- **PAGE TEXT**

□ □ □

Francesca is very late to the party on this one, but wants to share with you, in case you have missed it, the Slate article about Wall-E, the movie by Pixar:
Wall-E is an innovative and visually stunning film, but the “satire” it draws is simple-minded. It plays off the easy analogy between obesity and ecological catastrophe, pushing the notion that Western culture has sickened both our bodies and our planet with the same disease of affluence. According to this lazy logic, a fat body stands in for a distended culture: We gain weight and the Earth suffers. If only society could get off its big, fat ass and go on a diet!
But the metaphor only works if you believe familiar myths about the overweight: They’re weak-willed, indolent, and stupid. Sure enough, that’s how Pixar depicts the future of humanity. The people in Wall-E drink “cupcakes-in-a-cup,” they never exercise, and if they happen to fall off their hovering chairs, they thrash around like babies until a robot helps them up. They watch TV all day long and can barely read.
It ought to go without saying that this stereotype of the “obese lifestyle” is simply false. How fat you are has a lot more to do with your genes than with your behavior. As much as 80 percent of the variation in human body weight can be explained by differences in our DNA. (Your height is similarly heritable.) That is to say, it may not matter that much whether you eat salads or drink “cupcakes-in-a-cup,” whether you bike everywhere or fly around in a Barcalounger. If you have a propensity to become obese, there’s only so much that can be done about it.
::snip::
Despite all this, there’s an endless appetite for stories linking obesity and environmental collapse. Pounds of fat and pounds of carbon are routinely made to seem interchangeable. Two months ago, the Washington Post compared childhood obesity to global warming. Last year, an AP story called “Fighting Fat and Climate Change” claimed that we could cut annual CO2-emissions by 64 million tons if every American just got out of his car to walk for half an hour a day. (The nation would also burn 10.5 trillion calories!) The New York Times has reported that obese Americans make air travel less efficient, and that our extra pounds cost us 1 billion gallons of gasoline per year. And we didn’t just figure this out, either: During the oil crisis of the 1970s, a pair of economists calculated that we could save 1.3 billion gallons by getting all overweight Americans to “optimum body weight.”

□ □ □

- **THE DATA**
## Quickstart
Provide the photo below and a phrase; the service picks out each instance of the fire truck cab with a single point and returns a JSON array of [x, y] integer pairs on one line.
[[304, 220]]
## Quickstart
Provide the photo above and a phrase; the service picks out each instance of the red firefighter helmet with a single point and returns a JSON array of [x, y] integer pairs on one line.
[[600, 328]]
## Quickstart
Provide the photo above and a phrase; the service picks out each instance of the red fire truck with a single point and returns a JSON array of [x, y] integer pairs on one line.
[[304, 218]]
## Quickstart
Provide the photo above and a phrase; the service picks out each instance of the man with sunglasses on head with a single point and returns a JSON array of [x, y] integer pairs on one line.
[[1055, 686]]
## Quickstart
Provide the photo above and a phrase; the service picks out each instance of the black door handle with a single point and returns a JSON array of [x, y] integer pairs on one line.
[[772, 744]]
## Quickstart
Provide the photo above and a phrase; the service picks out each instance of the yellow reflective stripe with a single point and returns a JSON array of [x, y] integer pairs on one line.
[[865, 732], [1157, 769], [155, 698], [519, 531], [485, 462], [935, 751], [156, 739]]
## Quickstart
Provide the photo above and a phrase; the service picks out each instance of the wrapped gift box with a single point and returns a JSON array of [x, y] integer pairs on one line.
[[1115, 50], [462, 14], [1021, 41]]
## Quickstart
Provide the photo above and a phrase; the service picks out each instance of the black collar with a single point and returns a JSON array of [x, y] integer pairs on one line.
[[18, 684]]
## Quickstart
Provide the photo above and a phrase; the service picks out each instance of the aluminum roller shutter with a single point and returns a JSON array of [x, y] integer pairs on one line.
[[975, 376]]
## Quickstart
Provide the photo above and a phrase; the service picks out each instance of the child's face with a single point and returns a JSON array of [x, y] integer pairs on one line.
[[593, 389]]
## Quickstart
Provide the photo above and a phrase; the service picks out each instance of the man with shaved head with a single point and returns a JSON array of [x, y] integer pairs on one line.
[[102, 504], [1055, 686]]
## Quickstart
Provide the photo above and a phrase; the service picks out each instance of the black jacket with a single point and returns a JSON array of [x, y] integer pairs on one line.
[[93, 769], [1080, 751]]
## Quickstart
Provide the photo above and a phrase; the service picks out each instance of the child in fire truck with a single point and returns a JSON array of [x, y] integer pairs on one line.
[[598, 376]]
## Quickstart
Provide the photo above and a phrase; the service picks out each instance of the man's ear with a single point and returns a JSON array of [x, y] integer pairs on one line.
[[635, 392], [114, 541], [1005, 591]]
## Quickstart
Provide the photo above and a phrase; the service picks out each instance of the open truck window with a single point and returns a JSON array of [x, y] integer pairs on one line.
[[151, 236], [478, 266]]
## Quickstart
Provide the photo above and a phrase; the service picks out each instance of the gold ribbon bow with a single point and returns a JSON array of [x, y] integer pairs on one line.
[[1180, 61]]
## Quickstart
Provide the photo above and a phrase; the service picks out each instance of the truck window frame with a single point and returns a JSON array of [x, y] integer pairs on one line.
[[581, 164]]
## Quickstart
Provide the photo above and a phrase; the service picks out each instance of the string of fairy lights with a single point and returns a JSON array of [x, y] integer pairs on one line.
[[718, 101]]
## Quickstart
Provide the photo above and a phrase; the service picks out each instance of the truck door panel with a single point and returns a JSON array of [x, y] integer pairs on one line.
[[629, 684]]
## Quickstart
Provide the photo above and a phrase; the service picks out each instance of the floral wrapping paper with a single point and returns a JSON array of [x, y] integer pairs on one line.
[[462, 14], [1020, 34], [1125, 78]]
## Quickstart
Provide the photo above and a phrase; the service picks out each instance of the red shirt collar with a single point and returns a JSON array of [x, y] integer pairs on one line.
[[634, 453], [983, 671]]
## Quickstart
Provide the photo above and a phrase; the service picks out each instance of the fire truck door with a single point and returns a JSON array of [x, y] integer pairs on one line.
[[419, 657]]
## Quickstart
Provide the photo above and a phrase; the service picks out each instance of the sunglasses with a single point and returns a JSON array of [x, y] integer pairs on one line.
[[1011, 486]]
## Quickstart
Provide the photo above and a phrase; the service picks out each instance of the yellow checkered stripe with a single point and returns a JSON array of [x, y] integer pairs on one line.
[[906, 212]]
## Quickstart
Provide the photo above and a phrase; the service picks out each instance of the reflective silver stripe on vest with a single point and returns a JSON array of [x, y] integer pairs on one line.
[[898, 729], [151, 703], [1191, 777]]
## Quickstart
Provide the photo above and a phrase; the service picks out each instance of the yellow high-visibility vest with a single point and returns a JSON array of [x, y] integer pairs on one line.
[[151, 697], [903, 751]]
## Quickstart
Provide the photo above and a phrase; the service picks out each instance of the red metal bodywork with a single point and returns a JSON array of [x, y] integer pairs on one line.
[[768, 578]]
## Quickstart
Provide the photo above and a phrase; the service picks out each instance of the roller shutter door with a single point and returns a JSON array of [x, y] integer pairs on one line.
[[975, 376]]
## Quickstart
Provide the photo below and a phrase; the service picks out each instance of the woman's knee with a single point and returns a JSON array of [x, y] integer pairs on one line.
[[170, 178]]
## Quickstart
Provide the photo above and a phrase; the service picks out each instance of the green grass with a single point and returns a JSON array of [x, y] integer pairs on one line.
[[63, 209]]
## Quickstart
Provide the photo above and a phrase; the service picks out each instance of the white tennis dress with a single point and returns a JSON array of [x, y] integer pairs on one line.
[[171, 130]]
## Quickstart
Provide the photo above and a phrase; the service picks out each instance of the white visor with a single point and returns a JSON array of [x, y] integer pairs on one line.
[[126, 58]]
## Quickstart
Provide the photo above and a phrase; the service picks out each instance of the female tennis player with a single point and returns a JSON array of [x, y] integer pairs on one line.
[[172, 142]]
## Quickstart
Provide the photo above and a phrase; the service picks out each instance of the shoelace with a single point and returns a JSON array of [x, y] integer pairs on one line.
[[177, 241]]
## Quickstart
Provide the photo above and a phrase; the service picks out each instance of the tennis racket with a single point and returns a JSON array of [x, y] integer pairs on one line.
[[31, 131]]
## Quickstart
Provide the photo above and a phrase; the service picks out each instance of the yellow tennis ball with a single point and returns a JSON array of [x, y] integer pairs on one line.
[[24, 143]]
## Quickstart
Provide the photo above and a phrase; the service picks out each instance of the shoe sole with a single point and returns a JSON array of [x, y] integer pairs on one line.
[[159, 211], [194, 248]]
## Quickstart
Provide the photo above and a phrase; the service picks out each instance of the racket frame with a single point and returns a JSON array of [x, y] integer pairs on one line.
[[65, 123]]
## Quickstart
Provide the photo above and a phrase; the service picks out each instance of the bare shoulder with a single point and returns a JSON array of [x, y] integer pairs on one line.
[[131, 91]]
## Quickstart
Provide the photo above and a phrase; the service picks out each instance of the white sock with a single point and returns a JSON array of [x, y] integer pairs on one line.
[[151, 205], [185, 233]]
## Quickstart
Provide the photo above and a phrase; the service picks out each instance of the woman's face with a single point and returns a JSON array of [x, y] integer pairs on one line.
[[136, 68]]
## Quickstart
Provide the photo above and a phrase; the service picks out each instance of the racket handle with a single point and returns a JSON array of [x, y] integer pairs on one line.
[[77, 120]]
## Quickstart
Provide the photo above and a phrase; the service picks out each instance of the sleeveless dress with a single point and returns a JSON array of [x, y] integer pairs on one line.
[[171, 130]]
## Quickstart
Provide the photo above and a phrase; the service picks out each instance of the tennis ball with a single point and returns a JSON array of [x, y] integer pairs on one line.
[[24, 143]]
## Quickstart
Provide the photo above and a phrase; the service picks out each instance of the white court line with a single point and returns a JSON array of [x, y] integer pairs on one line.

□ □ □

- **PROBLEMS AND TASKS**
**1)** In the Wall-E article, rewrite the passage starting at "But the metaphor" and ending at "can barely read.", renaming "hovering chairs" as "floating seats".
**2)** According to the Wall-E article, how much of the variation in human body weight can be explained by differences in DNA?

- **EXERCISE ANSWERS**
**1)**
But the metaphor only works if you believe familiar myths about the overweight: They’re weak-willed, indolent, and stupid. Sure enough, that’s how Pixar depicts the future of humanity. The people in Wall-E drink “cupcakes-in-a-cup,” they never exercise, and if they happen to fall off their floating seats, they thrash around like babies until a robot helps them up. They watch TV all day long and can barely read.

**2)** As much as 80 percent.